_問題:_ 家業と経営についてのインタビューから、「入社してからは、毎日パソコン」を含む言葉で始まって「がクリアになりにくいのです。」で終わる部分を、一字も変えずに書き写してください。

=== 抜き出した文章 ===

例えば、今の環境整備や3S活動も、中学高校時代の共同生活での経験や価値観が基になっていて、整理整頓や決められたことをしっかりと守るという習慣、ルール作りに繋がっています。
初めての社会人経験と家業への道
ーー社会人になってからのお話もお聞かせください。ご実家を継がれることは元から意識されていたのでしょうか。
大学生の頃から意識はしていました。アルバイトで家業を手伝っていたので、どんな仕事をしているのかは大体把握していました。ただ、すぐに家業を継ぐのではなく、社会人として様々な世界を見てみたいと思っていたので、新卒の就職先は私が選択しました。
ーーそれでは、大学卒業後のキャリアについてお聞かせください。
大学ではITに興味を持つようになり、卒業後は中堅のソフトウェア会社に就職しました。大学時代からパソコンにも興味があり、自分で組み立てたり、サイドビジネスをしていたので、その延長でIT系の会社に入りたいと思ったんです。また、父親の会社に入る前に他の社会を経験することで、自分の力でやりたいことをやるための準備をしたかった気持ちもあります。
入社してからは、毎日パソコンに向かってプログラムを組み、大手メーカーが営業で使うツールを開発していました。2年ほど在籍した後、次に働き始めたのがダイキン工業です。
ーーダイキン工業さんへのご入社理由も伺いたいです。
ダイキンへはエアコンのメンテナンスを学びたくて入社しました。それを自分の会社の事業の柱にしようと思っていたんです。ダイキンでの経験は、自社でエアコンのメンテナンス事業を始めるための重要なステップになっています。その後、学んだことを糧に、2004年に自分の会社に戻り、それまでは清掃事業がメインだった当社で、防災設備もメイン事業の一つとして展開しました。清掃を行っている建物で防災設備の管理もできれば、より多くのビジネスチャンスが生まれるという考えでした。
「数字を追わない」経営に舵取りした、経営者としての信念と実践
ーーご出版された本にも書かれていましたが、「売上重視」に価値を見い出せず、「数字を追わない」経営に舵取りをされた経緯についてお聞かせください。
当時、ビジネスとは、数字を出さないと社会に役立っていないことになると捉えていました。しかし、期毎に「何億円の売り上げを目標に頑張るぞ」と言われても、私も、周りの社員もあまりピンと来ていなかったのです。何を頑張るのか、そして、達成した後のメリットが見えなかったので、この働きに意味があるのか疑問に感じていました。
ーー数字だけにこだわることに疑問を持たれていたんですね。
まだ社長を勤めていた父からも「目指すものがないと目標は達成できない」と言われていましたが、そこまで数字にこだわる必要があるのか疑問に感じました。特に、弊社は物を売っているわけではなく、個人の努力だけで数字を上げるのは難しい業種です。営業マンがいるわけでもないので、誰が何をしたら数字に近づくかがクリアになりにくいのです。
それで、私の代では数字の目標を一旦無しにして、社風やルールの整備に力を注ぎました。結果的に数字は変わらず成長していきましたし、会社の雰囲気も良くなったと思います。数字を追わなくても、結果はついてくるということを実感しました。

=== 与えられた情報 ===

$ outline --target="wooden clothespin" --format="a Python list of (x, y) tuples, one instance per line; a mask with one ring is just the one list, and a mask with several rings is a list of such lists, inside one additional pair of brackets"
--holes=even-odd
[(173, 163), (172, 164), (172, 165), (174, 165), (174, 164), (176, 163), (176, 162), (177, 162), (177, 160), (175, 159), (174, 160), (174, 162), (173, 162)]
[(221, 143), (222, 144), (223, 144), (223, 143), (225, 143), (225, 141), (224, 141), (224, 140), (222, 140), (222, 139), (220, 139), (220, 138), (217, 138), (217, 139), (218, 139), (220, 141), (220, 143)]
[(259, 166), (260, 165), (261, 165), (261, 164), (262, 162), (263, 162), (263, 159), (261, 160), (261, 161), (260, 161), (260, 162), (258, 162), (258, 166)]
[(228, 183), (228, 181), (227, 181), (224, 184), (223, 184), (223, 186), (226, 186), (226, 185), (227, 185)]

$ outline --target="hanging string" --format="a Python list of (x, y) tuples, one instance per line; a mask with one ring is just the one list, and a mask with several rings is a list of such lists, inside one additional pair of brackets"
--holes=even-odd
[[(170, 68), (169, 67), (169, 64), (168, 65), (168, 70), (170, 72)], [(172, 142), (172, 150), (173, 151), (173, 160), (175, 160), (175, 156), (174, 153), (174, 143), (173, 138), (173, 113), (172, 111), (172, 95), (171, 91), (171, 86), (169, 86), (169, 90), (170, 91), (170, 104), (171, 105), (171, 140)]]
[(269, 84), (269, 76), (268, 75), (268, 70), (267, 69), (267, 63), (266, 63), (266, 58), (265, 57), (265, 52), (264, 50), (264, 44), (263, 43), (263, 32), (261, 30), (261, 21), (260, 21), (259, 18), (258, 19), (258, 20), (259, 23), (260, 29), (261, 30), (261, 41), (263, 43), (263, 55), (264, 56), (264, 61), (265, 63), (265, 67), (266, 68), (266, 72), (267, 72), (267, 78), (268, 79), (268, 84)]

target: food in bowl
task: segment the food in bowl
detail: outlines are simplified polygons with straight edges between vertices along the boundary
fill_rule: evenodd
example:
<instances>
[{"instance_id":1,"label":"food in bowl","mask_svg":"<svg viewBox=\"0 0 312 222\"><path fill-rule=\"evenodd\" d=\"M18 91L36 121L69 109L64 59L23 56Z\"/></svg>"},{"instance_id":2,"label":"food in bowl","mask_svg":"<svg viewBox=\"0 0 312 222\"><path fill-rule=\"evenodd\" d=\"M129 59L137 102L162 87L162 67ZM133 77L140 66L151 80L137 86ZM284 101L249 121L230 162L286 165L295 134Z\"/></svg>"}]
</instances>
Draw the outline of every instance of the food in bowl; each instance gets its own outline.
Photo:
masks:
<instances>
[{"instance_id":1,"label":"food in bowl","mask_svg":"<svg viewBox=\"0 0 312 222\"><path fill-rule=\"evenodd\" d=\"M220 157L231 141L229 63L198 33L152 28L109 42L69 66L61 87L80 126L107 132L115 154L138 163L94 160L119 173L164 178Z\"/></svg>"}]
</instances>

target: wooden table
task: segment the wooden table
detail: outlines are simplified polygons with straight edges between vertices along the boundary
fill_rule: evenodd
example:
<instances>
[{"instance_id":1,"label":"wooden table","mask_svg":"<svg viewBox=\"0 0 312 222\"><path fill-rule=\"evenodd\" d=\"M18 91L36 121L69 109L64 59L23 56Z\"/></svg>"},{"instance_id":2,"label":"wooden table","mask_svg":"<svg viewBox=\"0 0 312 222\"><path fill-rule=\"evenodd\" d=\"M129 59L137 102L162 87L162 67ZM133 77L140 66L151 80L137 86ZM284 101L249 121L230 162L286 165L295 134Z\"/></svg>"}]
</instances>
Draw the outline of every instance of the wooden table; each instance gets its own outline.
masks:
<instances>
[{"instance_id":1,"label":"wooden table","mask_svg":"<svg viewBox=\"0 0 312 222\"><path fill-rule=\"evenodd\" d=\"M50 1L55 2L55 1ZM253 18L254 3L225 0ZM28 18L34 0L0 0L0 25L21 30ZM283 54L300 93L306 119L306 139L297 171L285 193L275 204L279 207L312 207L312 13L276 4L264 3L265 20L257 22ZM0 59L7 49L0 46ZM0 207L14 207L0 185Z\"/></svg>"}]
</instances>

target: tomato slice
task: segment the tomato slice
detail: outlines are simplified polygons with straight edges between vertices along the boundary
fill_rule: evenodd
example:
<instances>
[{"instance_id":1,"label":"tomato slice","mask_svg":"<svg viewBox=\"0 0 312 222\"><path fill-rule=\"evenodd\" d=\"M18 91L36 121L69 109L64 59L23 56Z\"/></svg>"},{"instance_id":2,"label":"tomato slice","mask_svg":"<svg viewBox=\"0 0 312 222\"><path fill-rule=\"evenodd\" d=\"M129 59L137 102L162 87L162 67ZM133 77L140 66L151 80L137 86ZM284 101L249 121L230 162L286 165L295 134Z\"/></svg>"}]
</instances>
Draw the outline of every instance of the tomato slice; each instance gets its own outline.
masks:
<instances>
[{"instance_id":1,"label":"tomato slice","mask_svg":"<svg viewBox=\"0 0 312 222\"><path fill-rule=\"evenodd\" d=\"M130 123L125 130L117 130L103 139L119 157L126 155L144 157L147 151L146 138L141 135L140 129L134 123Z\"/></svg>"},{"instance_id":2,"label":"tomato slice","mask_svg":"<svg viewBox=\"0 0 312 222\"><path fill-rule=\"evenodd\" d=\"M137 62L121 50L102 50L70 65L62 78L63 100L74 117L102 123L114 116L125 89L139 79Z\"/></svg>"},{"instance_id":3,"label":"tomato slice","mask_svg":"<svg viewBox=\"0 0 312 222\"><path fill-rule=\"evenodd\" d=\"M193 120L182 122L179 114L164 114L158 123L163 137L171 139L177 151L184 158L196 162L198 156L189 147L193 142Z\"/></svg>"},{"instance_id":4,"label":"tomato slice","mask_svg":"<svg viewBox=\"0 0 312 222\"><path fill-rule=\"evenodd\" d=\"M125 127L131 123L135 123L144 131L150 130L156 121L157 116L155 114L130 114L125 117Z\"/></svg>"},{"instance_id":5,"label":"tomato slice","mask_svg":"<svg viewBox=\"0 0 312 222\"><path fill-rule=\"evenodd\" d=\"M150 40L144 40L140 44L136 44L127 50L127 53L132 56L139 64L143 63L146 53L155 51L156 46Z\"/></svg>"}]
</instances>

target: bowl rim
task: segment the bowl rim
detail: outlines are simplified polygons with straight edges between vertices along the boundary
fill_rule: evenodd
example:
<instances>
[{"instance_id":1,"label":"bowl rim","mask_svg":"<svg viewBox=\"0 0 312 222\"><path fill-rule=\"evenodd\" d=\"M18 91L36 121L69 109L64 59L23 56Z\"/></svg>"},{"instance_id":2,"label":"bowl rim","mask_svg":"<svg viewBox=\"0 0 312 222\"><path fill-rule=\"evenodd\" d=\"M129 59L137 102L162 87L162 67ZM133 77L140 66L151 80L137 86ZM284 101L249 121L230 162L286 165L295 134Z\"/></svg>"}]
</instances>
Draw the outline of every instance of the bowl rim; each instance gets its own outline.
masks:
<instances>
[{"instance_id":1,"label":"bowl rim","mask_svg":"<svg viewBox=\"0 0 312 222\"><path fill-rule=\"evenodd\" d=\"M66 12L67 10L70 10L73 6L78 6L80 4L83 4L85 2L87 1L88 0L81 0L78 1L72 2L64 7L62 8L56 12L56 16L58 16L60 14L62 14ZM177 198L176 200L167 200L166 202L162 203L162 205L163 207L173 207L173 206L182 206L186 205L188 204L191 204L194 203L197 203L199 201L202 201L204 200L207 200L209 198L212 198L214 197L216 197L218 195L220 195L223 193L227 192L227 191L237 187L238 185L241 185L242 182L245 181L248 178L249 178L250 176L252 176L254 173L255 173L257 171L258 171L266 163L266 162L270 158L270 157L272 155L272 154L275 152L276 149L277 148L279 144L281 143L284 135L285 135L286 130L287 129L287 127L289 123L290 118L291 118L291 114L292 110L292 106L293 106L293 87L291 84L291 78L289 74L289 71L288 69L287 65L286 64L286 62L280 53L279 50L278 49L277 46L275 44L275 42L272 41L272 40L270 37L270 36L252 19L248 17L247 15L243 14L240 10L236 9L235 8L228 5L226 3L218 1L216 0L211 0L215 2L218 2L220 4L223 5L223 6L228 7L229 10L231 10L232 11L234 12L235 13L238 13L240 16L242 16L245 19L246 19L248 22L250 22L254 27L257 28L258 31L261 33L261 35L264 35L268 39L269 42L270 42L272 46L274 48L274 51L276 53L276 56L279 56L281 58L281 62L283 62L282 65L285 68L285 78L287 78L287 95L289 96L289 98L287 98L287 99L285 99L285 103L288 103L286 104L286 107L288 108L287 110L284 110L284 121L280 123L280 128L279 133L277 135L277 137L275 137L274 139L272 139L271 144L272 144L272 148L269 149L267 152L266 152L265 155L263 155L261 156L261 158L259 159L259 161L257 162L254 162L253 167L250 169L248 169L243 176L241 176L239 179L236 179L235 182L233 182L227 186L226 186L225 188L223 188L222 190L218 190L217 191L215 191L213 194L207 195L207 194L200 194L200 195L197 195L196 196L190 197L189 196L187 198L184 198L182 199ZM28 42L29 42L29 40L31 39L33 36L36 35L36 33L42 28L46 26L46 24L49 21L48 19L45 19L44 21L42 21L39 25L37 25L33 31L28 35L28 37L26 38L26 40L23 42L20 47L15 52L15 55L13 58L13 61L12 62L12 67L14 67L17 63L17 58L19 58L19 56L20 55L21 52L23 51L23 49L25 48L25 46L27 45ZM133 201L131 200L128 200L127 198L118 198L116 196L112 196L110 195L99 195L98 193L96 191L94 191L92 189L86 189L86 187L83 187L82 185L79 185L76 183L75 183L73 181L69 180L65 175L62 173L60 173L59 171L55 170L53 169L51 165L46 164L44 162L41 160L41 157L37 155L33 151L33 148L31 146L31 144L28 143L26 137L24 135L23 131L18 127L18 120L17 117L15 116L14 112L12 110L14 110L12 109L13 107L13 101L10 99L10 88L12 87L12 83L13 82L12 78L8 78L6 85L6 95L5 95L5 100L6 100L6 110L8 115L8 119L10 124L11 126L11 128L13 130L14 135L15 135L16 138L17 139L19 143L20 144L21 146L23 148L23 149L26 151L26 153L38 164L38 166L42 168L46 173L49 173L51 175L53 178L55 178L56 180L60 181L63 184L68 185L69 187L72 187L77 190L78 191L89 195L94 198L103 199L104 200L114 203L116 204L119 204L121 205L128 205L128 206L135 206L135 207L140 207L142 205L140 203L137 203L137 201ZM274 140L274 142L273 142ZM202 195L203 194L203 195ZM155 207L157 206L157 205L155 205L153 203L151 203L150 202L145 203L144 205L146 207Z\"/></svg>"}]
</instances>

===

_この問題の答え:_
入社してからは、毎日パソコンに向かってプログラムを組み、大手メーカーが営業で使うツールを開発していました。2年ほど在籍した後、次に働き始めたのがダイキン工業です。
ーーダイキン工業さんへのご入社理由も伺いたいです。
ダイキンへはエアコンのメンテナンスを学びたくて入社しました。それを自分の会社の事業の柱にしようと思っていたんです。ダイキンでの経験は、自社でエアコンのメンテナンス事業を始めるための重要なステップになっています。その後、学んだことを糧に、2004年に自分の会社に戻り、それまでは清掃事業がメインだった当社で、防災設備もメイン事業の一つとして展開しました。清掃を行っている建物で防災設備の管理もできれば、より多くのビジネスチャンスが生まれるという考えでした。
「数字を追わない」経営に舵取りした、経営者としての信念と実践
ーーご出版された本にも書かれていましたが、「売上重視」に価値を見い出せず、「数字を追わない」経営に舵取りをされた経緯についてお聞かせください。
当時、ビジネスとは、数字を出さないと社会に役立っていないことになると捉えていました。しかし、期毎に「何億円の売り上げを目標に頑張るぞ」と言われても、私も、周りの社員もあまりピンと来ていなかったのです。何を頑張るのか、そして、達成した後のメリットが見えなかったので、この働きに意味があるのか疑問に感じていました。
ーー数字だけにこだわることに疑問を持たれていたんですね。
まだ社長を勤めていた父からも「目指すものがないと目標は達成できない」と言われていましたが、そこまで数字にこだわる必要があるのか疑問に感じました。特に、弊社は物を売っているわけではなく、個人の努力だけで数字を上げるのは難しい業種です。営業マンがいるわけでもないので、誰が何をしたら数字に近づくかがクリアになりにくいのです。